What to work on
Reproduce every one of the following rows verbatim, line by line.

Data for this task
══════════════════════════════
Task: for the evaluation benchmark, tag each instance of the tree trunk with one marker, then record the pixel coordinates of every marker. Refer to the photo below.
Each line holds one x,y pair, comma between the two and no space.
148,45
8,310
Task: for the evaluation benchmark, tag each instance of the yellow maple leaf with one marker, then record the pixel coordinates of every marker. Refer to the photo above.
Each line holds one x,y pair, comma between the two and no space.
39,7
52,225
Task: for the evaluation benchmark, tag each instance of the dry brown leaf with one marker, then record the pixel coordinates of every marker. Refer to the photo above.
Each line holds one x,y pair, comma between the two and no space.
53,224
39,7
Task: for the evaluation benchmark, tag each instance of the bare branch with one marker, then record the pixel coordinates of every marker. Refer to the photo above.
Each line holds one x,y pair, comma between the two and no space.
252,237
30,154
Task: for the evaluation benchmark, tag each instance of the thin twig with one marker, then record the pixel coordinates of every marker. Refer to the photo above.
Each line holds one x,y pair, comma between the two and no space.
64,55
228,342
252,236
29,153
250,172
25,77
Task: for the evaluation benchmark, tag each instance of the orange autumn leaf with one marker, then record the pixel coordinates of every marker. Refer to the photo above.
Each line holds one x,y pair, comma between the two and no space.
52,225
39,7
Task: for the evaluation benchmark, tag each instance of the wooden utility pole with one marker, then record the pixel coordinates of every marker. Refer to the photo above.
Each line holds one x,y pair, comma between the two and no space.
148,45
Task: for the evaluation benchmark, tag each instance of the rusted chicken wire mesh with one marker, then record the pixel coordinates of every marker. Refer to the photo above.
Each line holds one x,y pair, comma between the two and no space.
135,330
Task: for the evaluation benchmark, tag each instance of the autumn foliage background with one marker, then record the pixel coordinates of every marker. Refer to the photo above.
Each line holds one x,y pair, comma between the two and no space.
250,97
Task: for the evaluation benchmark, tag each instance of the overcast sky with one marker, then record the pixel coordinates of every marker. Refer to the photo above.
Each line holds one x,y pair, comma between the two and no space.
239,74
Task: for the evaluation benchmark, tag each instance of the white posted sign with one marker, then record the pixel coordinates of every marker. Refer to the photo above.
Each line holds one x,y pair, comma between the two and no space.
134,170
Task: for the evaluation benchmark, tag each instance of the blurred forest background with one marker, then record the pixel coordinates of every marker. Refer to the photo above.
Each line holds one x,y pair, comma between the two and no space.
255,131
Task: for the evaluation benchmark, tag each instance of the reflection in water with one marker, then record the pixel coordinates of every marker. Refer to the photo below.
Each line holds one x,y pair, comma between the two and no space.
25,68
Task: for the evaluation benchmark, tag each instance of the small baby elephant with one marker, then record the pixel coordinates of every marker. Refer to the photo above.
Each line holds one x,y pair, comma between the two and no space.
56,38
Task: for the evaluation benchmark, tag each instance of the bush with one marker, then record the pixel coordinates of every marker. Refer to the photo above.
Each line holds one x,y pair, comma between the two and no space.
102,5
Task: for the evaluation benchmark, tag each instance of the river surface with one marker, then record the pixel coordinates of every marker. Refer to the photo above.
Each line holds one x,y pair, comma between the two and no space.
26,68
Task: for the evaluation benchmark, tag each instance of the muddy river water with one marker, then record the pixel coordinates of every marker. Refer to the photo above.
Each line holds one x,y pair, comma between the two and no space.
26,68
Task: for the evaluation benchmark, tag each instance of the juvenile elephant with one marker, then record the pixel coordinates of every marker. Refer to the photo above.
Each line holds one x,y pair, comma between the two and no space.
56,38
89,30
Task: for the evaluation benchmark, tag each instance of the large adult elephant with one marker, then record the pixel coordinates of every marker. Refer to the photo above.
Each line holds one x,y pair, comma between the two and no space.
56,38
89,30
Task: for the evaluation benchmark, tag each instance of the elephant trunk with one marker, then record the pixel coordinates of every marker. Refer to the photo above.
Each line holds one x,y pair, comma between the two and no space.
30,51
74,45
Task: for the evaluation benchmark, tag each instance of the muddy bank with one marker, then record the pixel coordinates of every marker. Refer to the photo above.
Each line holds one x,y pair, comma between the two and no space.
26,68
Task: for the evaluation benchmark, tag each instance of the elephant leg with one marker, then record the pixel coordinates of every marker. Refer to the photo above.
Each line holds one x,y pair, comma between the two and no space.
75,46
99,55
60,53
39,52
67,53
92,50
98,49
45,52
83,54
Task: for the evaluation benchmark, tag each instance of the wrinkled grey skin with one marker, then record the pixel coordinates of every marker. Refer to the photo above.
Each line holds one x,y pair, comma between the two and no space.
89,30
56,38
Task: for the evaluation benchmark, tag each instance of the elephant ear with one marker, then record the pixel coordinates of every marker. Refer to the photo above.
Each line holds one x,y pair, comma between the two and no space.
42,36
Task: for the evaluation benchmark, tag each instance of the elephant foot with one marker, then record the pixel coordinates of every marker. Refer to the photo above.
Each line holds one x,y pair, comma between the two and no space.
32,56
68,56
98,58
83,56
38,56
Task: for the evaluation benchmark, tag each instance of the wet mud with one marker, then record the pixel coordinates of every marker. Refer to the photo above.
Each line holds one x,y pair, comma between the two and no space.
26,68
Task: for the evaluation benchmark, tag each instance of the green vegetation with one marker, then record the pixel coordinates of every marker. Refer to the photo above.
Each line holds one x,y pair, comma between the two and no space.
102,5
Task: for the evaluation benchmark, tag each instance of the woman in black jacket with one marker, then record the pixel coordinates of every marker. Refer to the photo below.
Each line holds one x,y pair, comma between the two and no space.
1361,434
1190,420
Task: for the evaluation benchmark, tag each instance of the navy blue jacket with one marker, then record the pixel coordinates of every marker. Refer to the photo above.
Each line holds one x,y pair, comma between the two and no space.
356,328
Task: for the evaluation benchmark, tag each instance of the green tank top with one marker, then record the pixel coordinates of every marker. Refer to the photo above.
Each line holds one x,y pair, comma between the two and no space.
══════════════════════════════
Exercise solution
Task: for the evaluation benchmark, tag each instance of the tree trunk with one marker, then record the pixel coordinates of every marker. Refer to the photo below.
Each line holds one x,y pair, comma between the two and no space.
148,45
8,310
Task: for the evaluation benchmark, tag each instance of the yellow maple leaf with one marker, then record the pixel coordinates of every marker. Refer to the photo above.
Each line holds one x,y pair, comma between the two and no space.
39,7
52,225
Task: for the evaluation benchmark, tag each instance of the dry brown leaf with one marker, then record the pixel coordinates of every marker. Refer to the photo above.
Each line holds one x,y pair, comma between the two and no space.
53,224
39,7
Task: for the evaluation benchmark, tag each instance of the bare branch with one marker, then record the pixel coordinates of every marker. Refer to the photo above.
Each line holds one x,y pair, comma between the two and no space.
252,237
30,154
Task: for the evaluation benchmark, tag each instance of the thin twig with one marker, then record the pixel coordinates of every marker. Refer to the photo above.
Each line holds one x,y pair, comma between the two and no space.
64,55
228,342
252,236
29,153
250,172
25,77
Task: for the evaluation benchmark, tag each instance of the orange autumn leaf with one marker, then record the pixel coordinates of every marker. Refer to the photo above.
Each line holds one x,y pair, comma between the two and no space.
52,225
39,7
Task: for the evaluation benchmark, tag each instance of the wooden utility pole with one marker, then record the pixel coordinates of every marker. Refer to the photo above.
Each line holds one x,y pair, comma between the two and no space.
148,45
Task: for the evaluation benchmark, tag each instance of the rusted chicken wire mesh with one marker, then record the pixel coordinates of every marker. Refer to the photo above.
Each line holds one x,y pair, comma between the two and no space.
135,330
Task: for the evaluation benchmark, tag each instance of the autumn foliage background with one marker, then record the pixel coordinates of every marker. Refer to the photo above.
Each line holds one x,y pair, comma between the two and no space.
250,97
Task: for the evaluation benchmark, tag each instance of the overcast sky with one marker, then record the pixel coordinates of every marker. Refer to the photo above.
Each line holds one x,y pair, comma between the two and no space.
239,74
Task: for the evaluation benchmark, tag each instance of the white posted sign with one marker, then record the pixel coordinates of every marker. Refer to the photo above.
Each line holds one x,y pair, comma between the two and no space.
134,170
Task: for the evaluation benchmark, tag each instance of the blurred forest background with one marker, then record the pixel coordinates of every marker. Refer to the photo above.
Each line holds one x,y pair, comma between the two and no space.
255,131
Task: for the evaluation benchmark, tag each instance of the reflection in water with one marker, then record the pixel coordinates of every marker. Refer to the photo below.
Each line holds one x,y pair, comma between the two and no space.
25,68
Task: for the evaluation benchmark, tag each instance of the small baby elephant with one marker, then record the pixel coordinates of every marker. Refer to the photo above.
Each line holds one x,y pair, comma between the two and no space.
56,38
Task: for the evaluation benchmark, tag each instance of the bush with one marker, then record the pixel coordinates of every marker. Refer to the photo above.
Each line holds one x,y pair, comma between the two and no space.
102,5
Task: for the evaluation benchmark, tag each instance of the river surface with one marker, then record the pixel coordinates of every marker. Refer to the photo above.
Each line holds one x,y pair, comma between the two and no space.
26,68
Task: for the evaluation benchmark, tag each instance of the muddy river water with one marker, then record the pixel coordinates of every marker. Refer to the photo above.
Each line holds one x,y pair, comma between the two and no space.
26,68
Task: for the evaluation benchmark, tag each instance of the juvenile elephant with one marker, then record the pixel coordinates of every marker. Refer to the photo above.
Each line holds one x,y pair, comma between the two and no space.
56,38
89,30
Task: for the evaluation benchmark, tag each instance of the large adult elephant with one marker, then record the pixel coordinates of every marker. Refer to the photo above.
Each line holds one x,y pair, comma between the two and no space.
56,38
89,30
Task: for the evaluation benchmark, tag each instance of the elephant trunk with one marker, then record the pixel coordinates of every marker. Refer to the photo above.
Each line holds one x,y pair, comma between the two and no space.
30,51
74,45
Task: for the evaluation benchmark, tag each instance of the muddy bank with one marker, then record the pixel coordinates of every marker. Refer to the photo above.
Each line holds one x,y pair, comma between the two and no space.
26,68
Task: for the evaluation benchmark, tag each instance of the elephant leg with one marker, then record the pixel coordinates of every marker. Refer to the photo above.
Each line holds one x,y pair, comma between the two and no space.
75,46
99,55
60,53
39,52
67,53
92,50
98,49
45,52
83,54
Task: for the evaluation benchmark, tag each instance of the wrinkled grey skin with one marker, then record the pixel coordinates of every marker. Refer to the photo above.
Each line holds one x,y pair, comma between the two and no space.
89,30
56,38
Task: for the evaluation benchmark, tag each instance of the elephant ear with one marker, then record the pixel coordinates of every marker. Refer to the photo above.
Each line holds one x,y pair, comma between the two and no space.
42,36
Task: for the evaluation benchmark, tag each instance of the elephant foot with one marker, then record the pixel coordinates of every marker. Refer to the photo above.
Each line holds one x,y pair, comma between the two and no space.
32,56
68,56
98,58
83,56
38,56
Task: for the evaluation benchmark, tag each instance of the wet mud with one marker, then record the pixel coordinates of every marker. Refer to the photo above.
Each line holds one x,y pair, comma between the two and no space.
26,68
Task: for the evaluation benchmark, tag each instance of the green vegetation with one marker, then record the pixel coordinates of every marker. Refer to the photo above.
Each line holds one x,y pair, comma between the two and no space.
102,5
Task: for the evaluation benchmark, tag each instance of the woman in black jacket with one marker, then record the pixel coordinates of every marker. Refer to the photo below.
Each line holds one x,y pair, comma between the two and no space.
1361,434
1190,420
Task: for the evaluation benchmark, tag each instance of the navy blue jacket with one marker, then record the pixel coordinates of every marker. Refer to the photo above.
Each line holds one x,y pair, comma between the two and no space.
356,328
Task: for the evaluation benchmark, tag each instance of the green tank top with one marker, then record the pixel coordinates of every marker. Refer to the photo above.
Each line holds one x,y pair, comma between the two and no space.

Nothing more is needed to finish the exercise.